= INSTRUCTIONS FOR THE TASK =
Would you please return the lines of the entries below starting at the line that has "Step 1: Look at the image. Step 2: Identify every cloud." and ending at the line that has "every tram pole.", both included, exactly as they are?

[Stored data]
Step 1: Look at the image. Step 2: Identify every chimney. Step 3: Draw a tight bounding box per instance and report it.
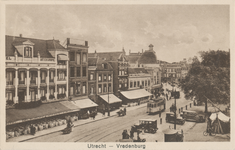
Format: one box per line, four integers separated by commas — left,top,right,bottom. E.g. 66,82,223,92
129,50,131,54
85,41,88,46
19,34,22,37
67,38,70,45
94,50,97,57
149,44,153,51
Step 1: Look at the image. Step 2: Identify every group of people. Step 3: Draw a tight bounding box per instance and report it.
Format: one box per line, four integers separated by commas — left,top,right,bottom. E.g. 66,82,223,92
122,126,142,141
87,110,97,120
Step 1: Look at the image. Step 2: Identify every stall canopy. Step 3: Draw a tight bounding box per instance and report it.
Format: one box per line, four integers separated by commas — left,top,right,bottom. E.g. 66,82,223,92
99,94,122,104
210,112,230,134
72,98,98,109
121,89,152,100
6,101,80,125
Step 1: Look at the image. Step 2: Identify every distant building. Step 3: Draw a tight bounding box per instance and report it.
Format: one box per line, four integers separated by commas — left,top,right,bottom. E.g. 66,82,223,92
127,44,162,97
88,49,128,97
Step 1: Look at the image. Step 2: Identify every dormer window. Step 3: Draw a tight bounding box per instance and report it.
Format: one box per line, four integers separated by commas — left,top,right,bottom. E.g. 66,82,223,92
24,46,32,57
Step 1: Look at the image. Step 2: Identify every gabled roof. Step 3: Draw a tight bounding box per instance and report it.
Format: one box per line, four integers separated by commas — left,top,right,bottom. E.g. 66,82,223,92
96,58,113,70
88,57,98,66
88,51,124,61
138,50,157,64
5,35,65,58
126,55,141,64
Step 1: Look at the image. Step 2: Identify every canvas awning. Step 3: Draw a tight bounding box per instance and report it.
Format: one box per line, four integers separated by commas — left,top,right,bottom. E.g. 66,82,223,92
6,101,80,125
58,55,69,61
210,112,230,122
99,94,122,104
72,98,98,109
120,89,152,100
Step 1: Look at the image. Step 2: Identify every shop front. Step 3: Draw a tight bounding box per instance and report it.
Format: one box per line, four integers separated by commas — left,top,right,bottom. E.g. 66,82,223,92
98,94,122,112
120,89,152,105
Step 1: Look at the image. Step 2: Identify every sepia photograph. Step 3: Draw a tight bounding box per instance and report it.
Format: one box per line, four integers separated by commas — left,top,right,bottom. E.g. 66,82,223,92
1,1,234,150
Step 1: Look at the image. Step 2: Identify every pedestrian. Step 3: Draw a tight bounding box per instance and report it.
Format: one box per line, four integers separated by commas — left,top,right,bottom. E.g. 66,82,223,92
166,93,168,101
31,124,36,135
122,130,126,139
87,110,91,119
124,107,126,115
102,109,105,117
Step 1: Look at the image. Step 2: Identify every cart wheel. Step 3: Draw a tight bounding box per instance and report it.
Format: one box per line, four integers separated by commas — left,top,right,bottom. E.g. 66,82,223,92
203,131,208,136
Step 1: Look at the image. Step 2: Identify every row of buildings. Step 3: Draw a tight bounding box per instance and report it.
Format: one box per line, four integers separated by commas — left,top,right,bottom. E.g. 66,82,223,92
5,34,190,126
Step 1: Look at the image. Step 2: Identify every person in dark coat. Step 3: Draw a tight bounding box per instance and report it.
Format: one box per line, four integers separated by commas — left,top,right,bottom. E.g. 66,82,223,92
30,124,36,135
166,93,168,101
124,107,127,115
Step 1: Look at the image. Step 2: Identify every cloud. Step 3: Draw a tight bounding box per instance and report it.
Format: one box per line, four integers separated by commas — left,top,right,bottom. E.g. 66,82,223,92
60,11,87,36
201,34,213,43
14,15,35,37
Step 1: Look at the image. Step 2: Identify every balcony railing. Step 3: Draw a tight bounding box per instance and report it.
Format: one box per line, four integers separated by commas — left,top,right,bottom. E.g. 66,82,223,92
19,80,25,85
6,81,13,85
30,80,36,84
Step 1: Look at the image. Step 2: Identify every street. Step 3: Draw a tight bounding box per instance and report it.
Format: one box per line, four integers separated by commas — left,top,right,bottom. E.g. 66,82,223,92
25,92,193,142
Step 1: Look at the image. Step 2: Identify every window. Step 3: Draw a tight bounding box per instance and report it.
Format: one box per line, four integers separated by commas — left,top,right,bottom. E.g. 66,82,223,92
76,82,80,95
122,71,124,75
58,71,65,80
103,63,108,69
50,71,54,82
134,81,136,87
24,47,32,57
6,92,13,101
82,67,86,77
6,71,13,85
83,53,87,63
142,81,144,86
108,74,111,81
90,86,94,95
104,84,107,93
145,80,147,86
50,88,54,95
40,89,45,97
130,81,133,88
76,67,80,77
41,71,46,83
137,81,140,87
82,82,86,94
30,71,37,84
30,90,36,101
108,84,111,92
90,74,93,80
119,71,122,75
58,87,65,94
19,71,25,82
70,67,75,77
104,74,107,81
148,80,150,86
70,52,75,61
98,74,102,81
98,84,102,93
76,53,81,64
119,84,122,88
70,86,74,96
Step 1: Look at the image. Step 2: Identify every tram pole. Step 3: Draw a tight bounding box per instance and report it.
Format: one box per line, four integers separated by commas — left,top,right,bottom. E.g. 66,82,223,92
174,93,176,130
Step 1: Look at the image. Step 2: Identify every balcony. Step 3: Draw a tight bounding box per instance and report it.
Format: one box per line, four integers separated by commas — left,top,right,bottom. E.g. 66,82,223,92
49,79,54,83
19,80,25,85
30,80,36,84
6,81,13,85
41,80,46,83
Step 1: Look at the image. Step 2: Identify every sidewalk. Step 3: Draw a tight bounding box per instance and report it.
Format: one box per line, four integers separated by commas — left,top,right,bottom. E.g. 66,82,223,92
7,103,146,142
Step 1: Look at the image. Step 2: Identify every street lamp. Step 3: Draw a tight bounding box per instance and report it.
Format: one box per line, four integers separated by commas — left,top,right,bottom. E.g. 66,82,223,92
108,72,110,116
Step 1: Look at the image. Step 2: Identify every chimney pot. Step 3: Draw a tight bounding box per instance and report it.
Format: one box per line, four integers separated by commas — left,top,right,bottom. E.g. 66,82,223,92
19,34,22,37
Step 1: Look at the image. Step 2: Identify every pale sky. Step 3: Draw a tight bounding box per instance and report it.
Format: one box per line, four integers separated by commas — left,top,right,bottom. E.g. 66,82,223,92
6,5,229,62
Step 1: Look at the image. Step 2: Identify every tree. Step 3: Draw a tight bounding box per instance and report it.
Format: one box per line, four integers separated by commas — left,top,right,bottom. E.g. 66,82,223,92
179,50,230,113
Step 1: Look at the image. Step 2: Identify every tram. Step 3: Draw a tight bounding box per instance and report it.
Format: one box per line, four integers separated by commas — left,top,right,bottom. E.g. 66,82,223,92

= ANSWER SPACE =
Step 1: Look at the image. Step 2: Identify every cloud. Step 3: Draw a tight bounding box per instance and report it.
Format: one box per line, four integers separated by commas — left,top,right,bottom. E.g. 66,82,223,92
60,11,87,36
201,34,213,43
14,15,35,37
Step 1: Look at the image. Step 2: Identify every balcony railing. Step 3: Draw a tight bounding box per instance and report it.
Format: one box per line, four integers separated by commas — left,top,right,bottom. E.g. 66,82,223,92
19,80,25,85
6,81,13,85
30,80,36,84
Step 1: Look at the image. Step 2: Identify every street. Step 3: Draw a tight bounding box per instance and report it.
Format: one box per line, four integers separated by commas — left,top,right,bottom. E.g. 66,82,223,92
25,92,193,142
Step 1: Look at the image. Step 2: Identify every window. Step 3: Draw a tight bounding box per instance and report it.
Format: one box per line, four integers separated by commas — left,top,right,bottom. E.g. 66,82,223,92
76,82,80,95
122,71,124,75
58,71,65,80
103,63,108,69
50,71,54,82
134,81,136,87
24,47,32,57
6,92,13,101
82,67,86,77
6,71,13,85
83,53,87,63
142,81,144,86
108,74,111,81
90,86,94,95
104,84,107,93
145,80,147,86
50,88,54,95
40,89,45,97
130,81,133,88
76,67,80,77
41,71,46,83
137,81,140,87
82,82,86,94
30,71,37,84
30,90,36,101
108,84,111,92
90,74,93,80
119,71,122,75
58,87,65,94
19,71,25,82
70,67,75,77
104,74,107,81
148,80,150,86
70,52,75,61
98,74,102,81
98,84,102,93
76,53,81,64
119,84,122,88
70,86,74,96
Step 1: Look at the image. Step 2: Identify every tram pole. Step 3: Draw a tight bounding box per instance and report it.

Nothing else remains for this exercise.